--- CONSIGNES ---
1. Dans l'extrait, qui Ferdinand envoie-t-il auprès de Murat ?
2. Transcrivez, s'il vous plaît, le passage de l'extrait situé entre « Cependant, au milieu » et « les deux pays. », ces deux bornes comprises.

--- EXTRAIT DU TEXTE ---
· · · ·
La nouvelle de l’arrestation de Godoy, de l’abdication de Charles IV et de l’avènement de Ferdinand, fut accueillie avec joie dans toute l’Espagne. Le peuple s’imagina que Ferdinand allait enfin réparer les malheurs et les fautes du passé.
Cependant, au milieu de ces transports d’allégresse, la nouvelle cour n’était pas sans inquiétude. Etrangère aux négociations qui avaient introduit les troupes françaises en Espagne, elle ignorait quelles étaient les vues de l’empereur. L’ambassadeur de France s’était abstenu de présenter ses félicitations à Ferdinand VII, et Murat se disait ouvertement l’ami du prince de la paix. Cherchant à sortir de l’état d’incertitude où il se trouvait, Ferdinand dépêcha le duc del Parque vers Murat. Le duc devait le complimenter et surtout sonder ses intentions. Au même moment, le nouveau roi envoyait à l’empereur trois grands d’Espagne. Ils devaient lui annoncer l’avènement de Ferdinand et l’assurer du souhait du nouveau monarque de resserrer les liens d’amitié et d’alliance qui existaient entre les deux pays.
· · · ·
--- SECTION DES DONNÉES ---

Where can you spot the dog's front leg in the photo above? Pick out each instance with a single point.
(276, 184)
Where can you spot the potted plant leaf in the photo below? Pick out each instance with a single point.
· · · ·
--- RÉPONSES PAR CONSIGNE ---
1. Le duc del Parque.

2.
Cependant, au milieu de ces transports d’allégresse, la nouvelle cour n’était pas sans inquiétude. Etrangère aux négociations qui avaient introduit les troupes françaises en Espagne, elle ignorait quelles étaient les vues de l’empereur. L’ambassadeur de France s’était abstenu de présenter ses félicitations à Ferdinand VII, et Murat se disait ouvertement l’ami du prince de la paix. Cherchant à sortir de l’état d’incertitude où il se trouvait, Ferdinand dépêcha le duc del Parque vers Murat. Le duc devait le complimenter et surtout sonder ses intentions. Au même moment, le nouveau roi envoyait à l’empereur trois grands d’Espagne. Ils devaient lui annoncer l’avènement de Ferdinand et l’assurer du souhait du nouveau monarque de resserrer les liens d’amitié et d’alliance qui existaient entre les deux pays.